● **TEXT FOR ANALYSIS**:
##########

This winter’s record cold is creating havoc on water pipes and electric bills, and blizzards are sweeping the nation causing traffic nightmares and government warnings to stay indoors. As the homeless across our country seek shelter from the storms, resources are stretched to the max as various charities make room for those with no shelter from the angry winds and frigid temperatures.
During difficult times, it is easy to focus on the circumstances we encounter rather than our God who is in control of our circumstances. But we must never forget that just as Jesus spoke peace be still and calmed the storm on the Sea of Galilee and just as God provided the sacrificial lamb for Abraham and Isaac on the mountain of Moriah, God is still the LORD Who Provides.

##########

● **PROBLEM A**:
From the records, copy out the lines starting with the one containing "Within an <instance>" and going on through the one containing "negative clicks: (240, 56)", word for word.
● **PROBLEM B**:
Continue the piece about the winter storms and God as provider from where it stops.

##########

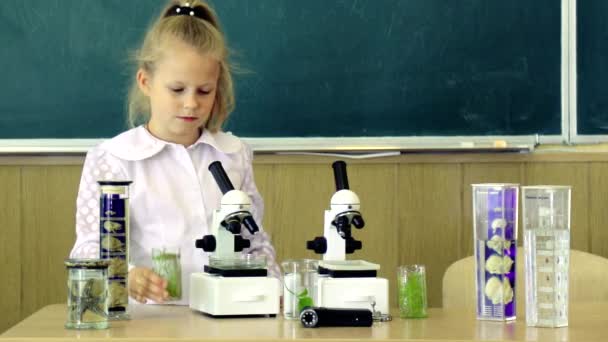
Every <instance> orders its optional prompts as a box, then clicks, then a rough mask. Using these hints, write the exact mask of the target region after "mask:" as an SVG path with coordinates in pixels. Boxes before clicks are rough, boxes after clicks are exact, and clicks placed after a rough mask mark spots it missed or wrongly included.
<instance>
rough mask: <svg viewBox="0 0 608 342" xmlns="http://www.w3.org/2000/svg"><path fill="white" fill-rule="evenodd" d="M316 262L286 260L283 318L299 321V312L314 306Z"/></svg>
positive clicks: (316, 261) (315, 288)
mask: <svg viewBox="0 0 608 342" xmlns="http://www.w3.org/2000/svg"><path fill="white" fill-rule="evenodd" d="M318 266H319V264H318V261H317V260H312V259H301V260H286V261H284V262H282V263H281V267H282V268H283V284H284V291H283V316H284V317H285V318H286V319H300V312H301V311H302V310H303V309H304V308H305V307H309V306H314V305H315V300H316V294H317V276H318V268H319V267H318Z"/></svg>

##########

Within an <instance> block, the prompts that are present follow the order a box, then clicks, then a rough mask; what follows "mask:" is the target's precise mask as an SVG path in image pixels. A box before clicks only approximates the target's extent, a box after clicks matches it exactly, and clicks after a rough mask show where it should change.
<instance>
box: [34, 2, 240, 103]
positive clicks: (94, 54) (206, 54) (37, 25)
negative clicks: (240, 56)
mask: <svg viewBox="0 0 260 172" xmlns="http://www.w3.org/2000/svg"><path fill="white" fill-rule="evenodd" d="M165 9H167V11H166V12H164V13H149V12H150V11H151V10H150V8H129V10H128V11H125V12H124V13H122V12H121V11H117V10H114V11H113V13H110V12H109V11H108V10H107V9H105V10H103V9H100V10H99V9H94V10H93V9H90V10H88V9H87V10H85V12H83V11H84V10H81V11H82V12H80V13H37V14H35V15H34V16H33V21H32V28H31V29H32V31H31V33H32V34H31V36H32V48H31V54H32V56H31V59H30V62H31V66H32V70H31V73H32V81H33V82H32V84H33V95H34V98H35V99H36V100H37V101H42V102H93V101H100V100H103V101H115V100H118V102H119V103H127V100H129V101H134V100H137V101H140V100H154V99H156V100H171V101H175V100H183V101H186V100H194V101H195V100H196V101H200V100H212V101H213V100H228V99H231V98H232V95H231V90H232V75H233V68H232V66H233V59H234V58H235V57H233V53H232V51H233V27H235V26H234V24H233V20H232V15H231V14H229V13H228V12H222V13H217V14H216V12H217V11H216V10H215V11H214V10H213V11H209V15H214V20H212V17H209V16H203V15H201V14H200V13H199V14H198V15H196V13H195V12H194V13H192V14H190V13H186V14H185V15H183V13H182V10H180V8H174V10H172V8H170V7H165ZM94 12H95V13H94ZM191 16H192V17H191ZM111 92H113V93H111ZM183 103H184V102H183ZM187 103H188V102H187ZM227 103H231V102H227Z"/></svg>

##########

● **ANSWER SECTION A**:
Within an <instance> block, the prompts that are present follow the order a box, then clicks, then a rough mask; what follows "mask:" is the target's precise mask as an SVG path in image pixels. A box before clicks only approximates the target's extent, a box after clicks matches it exactly, and clicks after a rough mask show where it should change.
<instance>
box: [34, 2, 240, 103]
positive clicks: (94, 54) (206, 54) (37, 25)
negative clicks: (240, 56)

● **ANSWER SECTION B**:
Sometimes God supernaturally provides and, at other times, God uses His children to provide for those in need. A sack of groceries, a paid utility bill or a warm coat could be the tool God uses to show the love of Christ in action to a tired, cold and hungry man that thinks God does not exist or that God does not care about him.
Warm pajamas and a hot meal may be the thing that encourages a single mom without adequate resources to provide for her children. Your simple act of love could make the difference between a life of defeat and discouragement and a life of belief and trust in the One True God!
We are His hands to the world. You and I could just be the person He uses to show the world that our God is still the LORD that provides.